=== Text segment ===

State departments, cities, state lawmakers and councilmembers are joining the fight in helping homeowners by promoting Keep Your Home California

Cooperation greatly improves success.Image

Just ask any business owner, child, school teacher or winning baseball team. Or just walk down the hall looking for a hand on a home project or knock on the next-door neighbor’s door and ask to borrow a shovel or trimmer.

Working together yields much better results.

And that’s how several California agencies and departments look at the fight by many homeowners to save their homes. These departments are integral partners with Keep Your Home California.

For example, the state Employment Development Department has delivered flyers about Keep Your Home California to more than 650,000 homeowners in recent months. It’s the second massive mailing effort detailing the free mortgage-assistance program during the past year.

Out-of-work homeowners must be eligible for jobless benefits in order to qualify for our most popular program – the Unemployment Mortgage Assistance program. Under the program, homeowners can receive as much as $3,000 per month for up to 12 months (we recently expanded the program from the previous nine-month limit).

The EDD’s cooperation has been invaluable, reaching nearly 2 million unemployment recipients in the past 15 months, many of which are hard-hit homeowners who could benefit from Keep Your Home California.

Another partner has been the Department of Motor Vehicles. Yep, the same DMV where you apply for a drivers license, register vehicles and takes those vision tests. DMV has hung Keep Your Home California posters about the program in many of its offices statewide.

=== Exercise data ===

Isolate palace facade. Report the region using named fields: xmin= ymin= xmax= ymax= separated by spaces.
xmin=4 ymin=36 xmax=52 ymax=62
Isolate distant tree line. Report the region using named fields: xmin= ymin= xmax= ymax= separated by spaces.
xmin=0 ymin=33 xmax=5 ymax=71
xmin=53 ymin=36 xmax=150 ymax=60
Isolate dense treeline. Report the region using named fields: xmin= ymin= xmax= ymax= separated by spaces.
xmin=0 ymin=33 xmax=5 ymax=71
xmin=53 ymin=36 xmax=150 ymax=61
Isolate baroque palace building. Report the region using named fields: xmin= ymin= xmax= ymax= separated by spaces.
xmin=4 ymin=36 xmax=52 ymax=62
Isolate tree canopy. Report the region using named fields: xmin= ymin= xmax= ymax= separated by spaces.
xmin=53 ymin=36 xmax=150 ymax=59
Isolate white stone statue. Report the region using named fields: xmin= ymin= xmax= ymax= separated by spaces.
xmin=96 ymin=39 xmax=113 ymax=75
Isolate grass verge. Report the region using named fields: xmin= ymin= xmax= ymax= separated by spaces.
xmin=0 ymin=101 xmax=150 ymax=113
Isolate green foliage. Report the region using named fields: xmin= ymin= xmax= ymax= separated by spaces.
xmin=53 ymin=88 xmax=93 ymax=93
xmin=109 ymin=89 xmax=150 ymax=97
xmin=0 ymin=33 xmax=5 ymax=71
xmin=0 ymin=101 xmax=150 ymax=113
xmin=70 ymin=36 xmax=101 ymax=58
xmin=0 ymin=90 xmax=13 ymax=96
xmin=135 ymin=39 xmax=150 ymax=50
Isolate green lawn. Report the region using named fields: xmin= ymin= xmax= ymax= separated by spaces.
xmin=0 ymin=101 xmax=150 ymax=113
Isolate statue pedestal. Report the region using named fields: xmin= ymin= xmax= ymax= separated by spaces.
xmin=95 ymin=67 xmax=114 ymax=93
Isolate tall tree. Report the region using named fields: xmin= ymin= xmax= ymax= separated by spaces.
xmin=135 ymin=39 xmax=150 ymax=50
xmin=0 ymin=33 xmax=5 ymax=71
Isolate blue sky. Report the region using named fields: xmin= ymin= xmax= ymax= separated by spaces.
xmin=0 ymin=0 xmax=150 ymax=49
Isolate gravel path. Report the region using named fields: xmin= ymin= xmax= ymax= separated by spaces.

===

*Complete the following*.
[a] Copy word for word the part of the text about Keep Your Home California that begins with the words containing "Cooperation greatly improves" and ends with "much better results.".
[b] Resume the text about Keep Your Home California from the point where it stops.
The records come from a source unrelated to the text about Keep Your Home California.

*Numbered answers*.
[a]
Cooperation greatly improves success.Image

Just ask any business owner, child, school teacher or winning baseball team. Or just walk down the hall looking for a hand on a home project or knock on the next-door neighbor’s door and ask to borrow a shovel or trimmer.

Working together yields much better results.

[b]
So, rather than read a boring magazine or listen to the folks next to you argue about who is the better driver, look around the DMV office and learn more about Keep Your Home California.

The Bureau of Real Estate, which monitors real estate licenses, has also been a big cheerleader of Keep Your Home California. In addition to posts on social media – think Facebook and Twitter – the department has educated real estate professionals about the state-run program in other ways as well, including emails with links to the website.

And the Department of Business Oversight (DBO) – the brand new state department created by merging the former Department of Corporations and Department of Financial Institutions – continues to closely monitor possible scams that target homeowners in desperate need of mortgage help.  Keep Your Home California is a free program, so if anyone asks for money to apply for the program or help with the process, you are likely the target of a scam.  DBO is also helping to distribute information for Keep Your Home California so homeowners know there are legitimate, free resources available to them.

Keep Your Home California has also connected with state and federal lawmakers who have informed their constituencies about the program. Finally, many California cities, mayors and city councilmembers have promoted the program, since they recognize the importance of easing foreclosures, stabilizing prices and helping homeowners.

California’s departments, agencies, representatives and cities – and their hundreds of thousands of employees – want homeowners to get the mortgage help they need from Keep Your Home California, because state employees are also homeowners, your neighbors and fellow Californians.

Fewer homes entering foreclosure and happier homeowners benefit everyone in the state. So, just remember, in the fight to save your home, you have many friends.

Keep Your Home California has helped almost 28,000 homeowners since February 2011. Homeowners must meet county-by-county income requirements and their mortgage servicer must participate in at least one of the four programs in Keep Your Home California. Homeowners must also face a financial hardship, such as a job loss, cut in pay, a divorce or extraordinary medical bills in order to qualify.

If you have additional questions or would like to apply for the program, call 888-954-5337 or visit www.keepyourhomecalifornia.org (Spanish speakers should visit www.conservatucasacalifornia.org). The counseling center is open 7 a.m. to 7 p.m. weekdays and 9 a.m. to 3 p.m. Saturdays.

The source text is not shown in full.